Objective: Gather every line from the rows below that contains the string "white" and copy each one out in full.

[Records of labeled points]

◆ ◆ ◆ ◆ ◆

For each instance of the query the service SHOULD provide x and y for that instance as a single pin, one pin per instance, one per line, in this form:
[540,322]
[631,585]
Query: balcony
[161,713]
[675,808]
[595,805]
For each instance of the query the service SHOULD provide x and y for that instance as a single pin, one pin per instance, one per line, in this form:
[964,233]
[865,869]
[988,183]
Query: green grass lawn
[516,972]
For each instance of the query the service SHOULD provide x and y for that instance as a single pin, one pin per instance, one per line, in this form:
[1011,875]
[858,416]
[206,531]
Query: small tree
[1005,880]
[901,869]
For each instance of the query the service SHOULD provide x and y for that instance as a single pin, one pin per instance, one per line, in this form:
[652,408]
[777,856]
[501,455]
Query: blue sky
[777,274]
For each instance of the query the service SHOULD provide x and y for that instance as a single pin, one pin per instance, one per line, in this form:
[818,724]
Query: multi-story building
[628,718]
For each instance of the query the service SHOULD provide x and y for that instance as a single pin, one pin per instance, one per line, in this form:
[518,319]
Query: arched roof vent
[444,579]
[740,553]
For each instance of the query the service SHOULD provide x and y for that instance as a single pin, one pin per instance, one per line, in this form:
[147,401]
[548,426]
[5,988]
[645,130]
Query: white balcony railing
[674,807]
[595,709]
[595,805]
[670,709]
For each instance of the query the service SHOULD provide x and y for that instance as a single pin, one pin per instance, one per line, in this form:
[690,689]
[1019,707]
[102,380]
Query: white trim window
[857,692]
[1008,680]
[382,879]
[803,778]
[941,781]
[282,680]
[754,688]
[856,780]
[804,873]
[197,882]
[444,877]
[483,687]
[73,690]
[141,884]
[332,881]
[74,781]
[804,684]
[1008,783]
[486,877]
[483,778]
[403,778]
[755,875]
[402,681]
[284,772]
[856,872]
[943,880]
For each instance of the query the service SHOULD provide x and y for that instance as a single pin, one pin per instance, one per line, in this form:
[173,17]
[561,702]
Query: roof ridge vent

◆ ◆ ◆ ◆ ◆

Reply:
Query: white balcony railing
Query: white trim window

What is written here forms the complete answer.